- _What is needed_: Recast each line of the records below as a row in a Markdown table with the columns "Row" and "Line," numbering the rows in order and skipping blank lines.

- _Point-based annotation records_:
--- --- ---
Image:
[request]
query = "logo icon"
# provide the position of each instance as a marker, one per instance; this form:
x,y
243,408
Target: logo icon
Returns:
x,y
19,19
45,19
--- --- ---
- _Exercise answer_:
| Row | Line |
|---|---|
| 1 | Image: |
| 2 | [request] |
| 3 | query = "logo icon" |
| 4 | # provide the position of each instance as a marker, one per instance; this form: |
| 5 | x,y |
| 6 | 243,408 |
| 7 | Target: logo icon |
| 8 | Returns: |
| 9 | x,y |
| 10 | 19,19 |
| 11 | 45,19 |